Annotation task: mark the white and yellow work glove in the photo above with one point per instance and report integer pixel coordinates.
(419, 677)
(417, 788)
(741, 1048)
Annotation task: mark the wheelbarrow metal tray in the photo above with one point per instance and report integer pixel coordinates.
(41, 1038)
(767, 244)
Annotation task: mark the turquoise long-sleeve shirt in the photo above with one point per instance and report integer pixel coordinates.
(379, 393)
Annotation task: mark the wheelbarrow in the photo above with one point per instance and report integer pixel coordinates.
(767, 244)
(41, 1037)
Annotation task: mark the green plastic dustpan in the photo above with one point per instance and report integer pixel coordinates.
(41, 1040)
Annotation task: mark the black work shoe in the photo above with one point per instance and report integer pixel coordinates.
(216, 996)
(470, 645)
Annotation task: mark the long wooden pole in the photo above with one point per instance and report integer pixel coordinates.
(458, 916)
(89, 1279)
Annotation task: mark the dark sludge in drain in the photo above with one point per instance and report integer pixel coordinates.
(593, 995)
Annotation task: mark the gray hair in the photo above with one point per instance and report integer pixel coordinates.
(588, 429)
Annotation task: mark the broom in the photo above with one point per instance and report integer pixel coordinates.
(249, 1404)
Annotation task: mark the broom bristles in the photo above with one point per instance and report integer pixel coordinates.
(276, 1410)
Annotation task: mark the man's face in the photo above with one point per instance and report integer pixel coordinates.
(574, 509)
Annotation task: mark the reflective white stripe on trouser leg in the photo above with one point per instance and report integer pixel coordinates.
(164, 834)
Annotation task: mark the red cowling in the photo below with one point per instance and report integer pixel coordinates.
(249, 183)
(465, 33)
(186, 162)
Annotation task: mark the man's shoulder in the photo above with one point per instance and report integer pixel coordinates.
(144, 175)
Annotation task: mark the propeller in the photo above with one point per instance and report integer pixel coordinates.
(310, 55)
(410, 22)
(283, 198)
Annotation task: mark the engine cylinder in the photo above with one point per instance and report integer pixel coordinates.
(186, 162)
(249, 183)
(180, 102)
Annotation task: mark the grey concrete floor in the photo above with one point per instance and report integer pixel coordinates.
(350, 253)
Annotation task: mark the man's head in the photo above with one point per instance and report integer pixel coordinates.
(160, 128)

- - - -

## [WHAT IS NEEDED]
When you answer, repeat every record exactly, omitting nothing.

## [COMPLETED TASK]
Annotation task: mark the white and yellow work glove in the photo above with one point per instance and report integer pixel coordinates.
(419, 677)
(417, 788)
(741, 1048)
Annotation task: mark the wheelbarrow metal tray in the photo above with one point per instance and report integer pixel coordinates.
(41, 1038)
(767, 244)
Annotation task: mark the turquoise long-sleeve shirt in the photo above with one point per instance and report integer pixel coordinates.
(379, 393)
Annotation task: mark the wheelbarrow in the photo above with one point per instance and report integer pixel coordinates.
(767, 244)
(41, 1037)
Annotation task: mark the green plastic dustpan in the photo above with one point per instance and report integer pixel coordinates.
(41, 1040)
Annotation task: mark the black work shoe in the photo above with one point per instance and report integer pixel coordinates.
(216, 996)
(470, 645)
Annotation task: mark the long wooden pole in the photo above with one point per instance and report integer pixel coordinates.
(458, 916)
(89, 1279)
Annotation task: mark the dark sludge in drain in the photo above with one point per instance and report integer pixel coordinates.
(593, 995)
Annotation task: mark the gray hair in the photo above with one point per instance and report integer pixel coordinates.
(588, 429)
Annotation task: mark the broom in the photo above with one point per instance and report integer pixel coordinates.
(249, 1404)
Annotation task: mark the broom bristles in the photo above with one point per instance and report integer pixel coordinates.
(276, 1410)
Annotation task: mark the man's face in the photo above with one point per instance and report integer pixel coordinates.
(574, 509)
Annotation task: mark the reflective white stripe on trouser leg in the photo above with one point per instance and report integer pixel coordinates.
(164, 834)
Annotation task: mark the red cowling in the photo below with one point per instance and report integer pixel coordinates.
(249, 183)
(465, 33)
(186, 162)
Annotation task: mark the man's shoulder in the photo above with one point per instance and report integer pixel coordinates.
(144, 175)
Annotation task: mark the propeller in the photo above with one point per instance and report integer pixel coordinates.
(310, 55)
(410, 22)
(283, 198)
Annotation task: mark the engine cylinder in the photo above with one point per instance and report integer pixel coordinates.
(186, 162)
(249, 183)
(180, 102)
Annotation task: mark the grey concrete floor in the photo above with one point per instance and report integer pixel coordinates.
(350, 253)
Annotation task: mark the man's head in the photo above with one point per instance and report integer pixel coordinates.
(160, 128)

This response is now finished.